• [TASK ITEM]
Copy, from the data below, each line that has the word "shoreline".

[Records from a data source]
____________________
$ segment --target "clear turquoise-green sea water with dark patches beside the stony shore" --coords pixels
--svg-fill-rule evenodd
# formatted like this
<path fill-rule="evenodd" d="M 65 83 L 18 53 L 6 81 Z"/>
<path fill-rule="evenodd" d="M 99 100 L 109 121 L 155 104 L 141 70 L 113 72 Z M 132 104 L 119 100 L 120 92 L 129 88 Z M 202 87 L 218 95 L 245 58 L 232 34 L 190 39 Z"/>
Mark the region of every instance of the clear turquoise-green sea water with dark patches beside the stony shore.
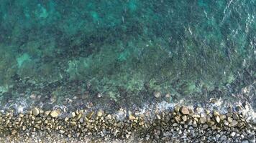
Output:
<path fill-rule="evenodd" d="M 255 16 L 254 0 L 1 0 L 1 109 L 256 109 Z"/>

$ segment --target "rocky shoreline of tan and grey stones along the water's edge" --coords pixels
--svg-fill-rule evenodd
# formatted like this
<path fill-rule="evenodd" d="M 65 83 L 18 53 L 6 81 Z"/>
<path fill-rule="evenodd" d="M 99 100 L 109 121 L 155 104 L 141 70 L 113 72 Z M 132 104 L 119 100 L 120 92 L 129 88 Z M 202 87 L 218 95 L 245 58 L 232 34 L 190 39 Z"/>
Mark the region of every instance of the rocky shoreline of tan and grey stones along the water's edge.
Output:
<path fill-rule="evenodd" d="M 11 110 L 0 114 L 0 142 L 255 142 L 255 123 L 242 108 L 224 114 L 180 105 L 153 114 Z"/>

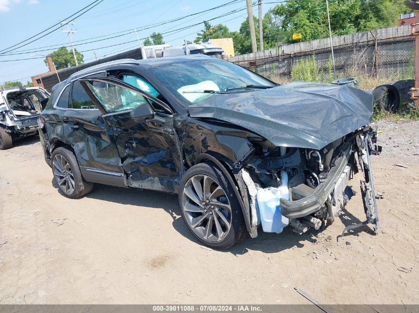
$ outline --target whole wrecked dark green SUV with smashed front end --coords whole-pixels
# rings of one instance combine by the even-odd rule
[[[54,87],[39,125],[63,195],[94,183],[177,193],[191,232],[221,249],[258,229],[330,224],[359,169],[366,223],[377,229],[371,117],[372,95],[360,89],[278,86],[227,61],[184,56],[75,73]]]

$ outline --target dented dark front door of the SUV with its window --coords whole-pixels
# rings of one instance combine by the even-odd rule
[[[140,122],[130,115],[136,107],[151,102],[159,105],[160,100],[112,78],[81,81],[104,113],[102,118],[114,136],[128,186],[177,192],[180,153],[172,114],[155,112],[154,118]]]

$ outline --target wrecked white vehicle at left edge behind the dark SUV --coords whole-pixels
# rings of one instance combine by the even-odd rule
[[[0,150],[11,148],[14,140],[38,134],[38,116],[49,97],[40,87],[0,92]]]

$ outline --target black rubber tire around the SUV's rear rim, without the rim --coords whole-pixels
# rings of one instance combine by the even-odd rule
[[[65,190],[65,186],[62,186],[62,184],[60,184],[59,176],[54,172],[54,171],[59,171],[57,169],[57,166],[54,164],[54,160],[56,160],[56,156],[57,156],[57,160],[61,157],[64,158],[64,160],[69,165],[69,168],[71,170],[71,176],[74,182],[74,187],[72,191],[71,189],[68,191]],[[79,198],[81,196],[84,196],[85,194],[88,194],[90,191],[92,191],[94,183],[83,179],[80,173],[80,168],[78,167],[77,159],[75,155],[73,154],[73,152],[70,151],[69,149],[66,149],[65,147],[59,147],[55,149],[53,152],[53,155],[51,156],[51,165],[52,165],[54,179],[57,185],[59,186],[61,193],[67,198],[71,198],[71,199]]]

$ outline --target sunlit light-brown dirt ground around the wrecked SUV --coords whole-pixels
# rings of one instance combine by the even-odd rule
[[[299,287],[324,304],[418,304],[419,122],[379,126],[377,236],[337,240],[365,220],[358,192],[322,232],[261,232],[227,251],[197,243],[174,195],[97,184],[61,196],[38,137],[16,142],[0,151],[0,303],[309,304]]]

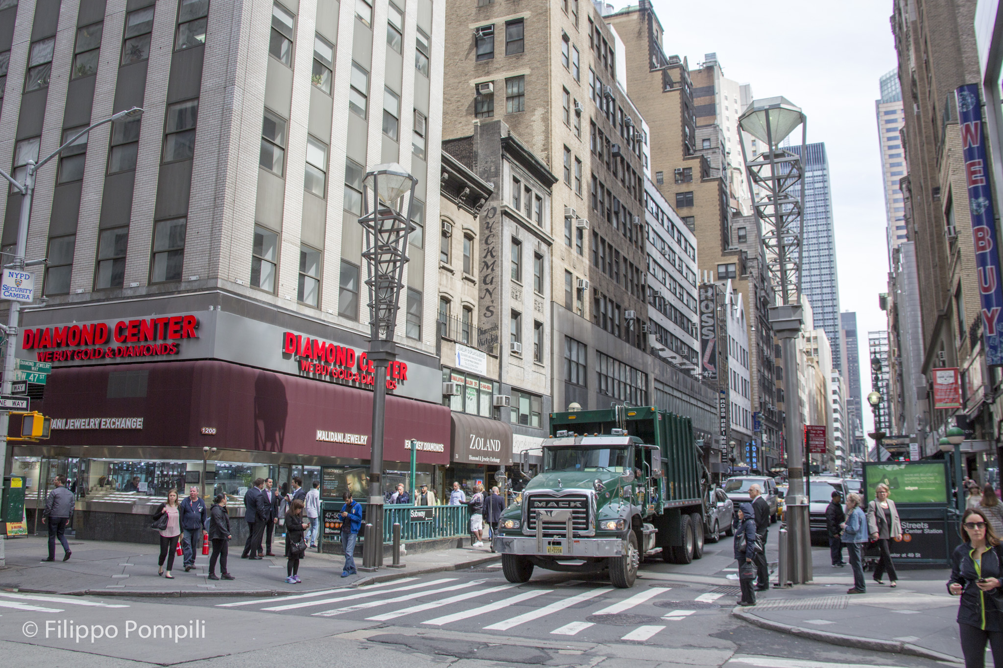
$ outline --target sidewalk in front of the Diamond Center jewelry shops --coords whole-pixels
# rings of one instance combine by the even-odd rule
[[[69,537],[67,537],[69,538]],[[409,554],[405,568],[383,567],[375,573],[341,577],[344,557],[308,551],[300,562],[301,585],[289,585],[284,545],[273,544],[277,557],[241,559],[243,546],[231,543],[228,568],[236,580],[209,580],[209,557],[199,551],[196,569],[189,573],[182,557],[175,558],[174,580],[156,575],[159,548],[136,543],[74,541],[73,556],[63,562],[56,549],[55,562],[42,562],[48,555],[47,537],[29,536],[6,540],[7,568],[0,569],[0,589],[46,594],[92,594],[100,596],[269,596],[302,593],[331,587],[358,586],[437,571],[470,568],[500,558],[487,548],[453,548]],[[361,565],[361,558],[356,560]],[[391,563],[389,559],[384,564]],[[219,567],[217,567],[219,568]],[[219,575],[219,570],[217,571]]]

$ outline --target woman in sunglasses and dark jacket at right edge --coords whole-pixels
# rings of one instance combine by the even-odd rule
____________________
• [WRITTEN SOLUTION]
$ segment --target "rocky shoreline of tan and grey stones along the water's edge" --coords pixels
Mark the region of every instance of the rocky shoreline of tan and grey stones along the water's edge.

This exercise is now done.